— start of PROVIDED DATA —

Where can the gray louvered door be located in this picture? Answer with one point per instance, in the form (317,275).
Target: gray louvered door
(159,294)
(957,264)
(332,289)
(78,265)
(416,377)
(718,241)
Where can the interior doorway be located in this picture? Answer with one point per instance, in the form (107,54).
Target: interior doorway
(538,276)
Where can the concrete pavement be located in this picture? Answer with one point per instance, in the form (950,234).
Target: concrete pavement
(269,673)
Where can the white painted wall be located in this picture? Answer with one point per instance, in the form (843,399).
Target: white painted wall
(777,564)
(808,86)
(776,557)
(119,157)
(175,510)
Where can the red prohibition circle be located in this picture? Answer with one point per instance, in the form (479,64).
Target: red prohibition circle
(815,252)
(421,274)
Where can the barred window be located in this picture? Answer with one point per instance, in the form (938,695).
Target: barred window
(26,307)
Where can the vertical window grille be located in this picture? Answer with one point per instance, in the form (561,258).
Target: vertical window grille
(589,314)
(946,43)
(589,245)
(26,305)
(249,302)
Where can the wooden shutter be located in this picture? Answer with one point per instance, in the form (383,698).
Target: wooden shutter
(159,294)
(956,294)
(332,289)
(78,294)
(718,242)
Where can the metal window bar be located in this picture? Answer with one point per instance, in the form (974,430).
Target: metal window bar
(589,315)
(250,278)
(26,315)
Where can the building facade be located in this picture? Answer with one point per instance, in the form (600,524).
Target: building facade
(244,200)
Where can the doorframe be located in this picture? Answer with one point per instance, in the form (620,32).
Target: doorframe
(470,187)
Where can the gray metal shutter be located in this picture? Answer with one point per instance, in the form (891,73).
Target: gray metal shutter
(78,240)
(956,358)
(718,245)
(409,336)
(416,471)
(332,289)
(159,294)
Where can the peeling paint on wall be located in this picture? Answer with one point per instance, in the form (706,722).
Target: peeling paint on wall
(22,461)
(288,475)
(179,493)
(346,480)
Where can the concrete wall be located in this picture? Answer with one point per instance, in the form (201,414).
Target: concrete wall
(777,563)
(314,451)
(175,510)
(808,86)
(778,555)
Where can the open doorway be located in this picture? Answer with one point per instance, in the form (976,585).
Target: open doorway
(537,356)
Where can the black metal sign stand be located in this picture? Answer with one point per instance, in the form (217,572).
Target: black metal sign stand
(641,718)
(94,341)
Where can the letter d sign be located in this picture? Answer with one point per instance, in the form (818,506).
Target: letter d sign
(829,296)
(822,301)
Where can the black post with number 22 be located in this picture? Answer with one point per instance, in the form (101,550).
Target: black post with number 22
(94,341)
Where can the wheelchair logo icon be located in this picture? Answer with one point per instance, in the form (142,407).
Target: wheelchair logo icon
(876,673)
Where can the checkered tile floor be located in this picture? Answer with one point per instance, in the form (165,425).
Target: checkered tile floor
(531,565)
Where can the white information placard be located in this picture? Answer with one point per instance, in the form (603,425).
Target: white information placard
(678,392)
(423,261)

— end of PROVIDED DATA —

> **TASK BRIEF**: Rewrite all of the items above with every "Target" changed to "Label", keeping everything else the same.

> **CORRECT ANSWER**:
Where can the gray louvered door be located in this picture? Answer with one point per instance, in the form (317,275).
Label: gray louvered door
(159,294)
(957,264)
(332,289)
(78,265)
(416,377)
(718,241)
Where can the interior doorway be located in this picture? Answer with one point per instance, in the form (107,54).
Label: interior doorway
(538,276)
Where can the concrete pavement be located in this picture? Answer with one point per instance, in the form (950,234).
Label: concrete pavement
(269,673)
Where can the white painted wall be located in this picture? Answer with one point per instance, in the form (843,399).
Label: white painted wall
(777,564)
(808,86)
(776,557)
(119,157)
(175,510)
Where can the red prohibition circle be located in this picture? Answer with one point per instance, in the form (479,64).
Label: red prohibition circle
(815,252)
(421,274)
Where can the barred window be located in this picture? Answer with one point per instance, in the form (938,695).
Label: barred window
(26,307)
Where can the vertical window grille be located in this picture? Answer with one point per instance, in the form (561,258).
Label: vertical window grille
(589,314)
(946,43)
(589,245)
(26,305)
(249,302)
Where can the wooden shutter be located in this picture? Answer with one point per instance, in the form (383,698).
Label: wooden shutter
(159,294)
(956,294)
(332,289)
(78,294)
(718,242)
Where can the metal window bar be located in this picture? Answer with one point per instance, in the form (974,430).
Label: metal window bar
(589,315)
(250,278)
(26,315)
Where can the building facade be located in this picture? Answer with one point per instance, in the form (600,524).
Label: building facade
(244,200)
Where can the doorframe be located in this picture? Answer with one point per instance, in the form (620,32).
Label: doorframe
(470,187)
Where can the gray metal shutter be located in this picture? Answer with one point per instance, in the form (891,73).
Label: gray metal shutter
(78,240)
(956,358)
(718,245)
(409,336)
(416,471)
(332,289)
(159,294)
Where can the peeling paint on wall be located in this picture? Answer with one point per instance, in the form (706,722).
Label: peeling paint on wall
(22,461)
(288,475)
(179,493)
(346,480)
Where can the concrete wall be located in this picture? Answer with one point per instance, in the form (201,414).
Label: concrete wall
(777,563)
(314,451)
(175,510)
(808,86)
(778,555)
Where can the open doorway be located in this picture? Answer with one point per instance, in the form (976,585).
Label: open doorway
(537,356)
Where can the black metal sign stand be located in this picture? Answer with one point per instance, in the form (217,572).
Label: black metal sign stand
(641,718)
(94,341)
Where can the letter d sign be located in this picture? Answer with one point per instance, in the form (818,506).
Label: letter d sign
(829,296)
(822,301)
Where can the black post with number 22 be located in this picture? Answer with one point per instance, in the form (101,550).
Label: black post with number 22
(94,341)
Where can the wheelchair logo icon be located in this picture? Answer with one point per instance, in the form (142,407).
Label: wheelchair logo icon
(876,673)
Where can the checkered tile floor be located in this picture? Answer with one point per instance, in the form (165,425).
Label: checkered tile floor
(531,565)
Where can the white information placard be located in this picture? Answer with one point per instance, in the form (603,425).
Label: white information placard
(678,392)
(423,261)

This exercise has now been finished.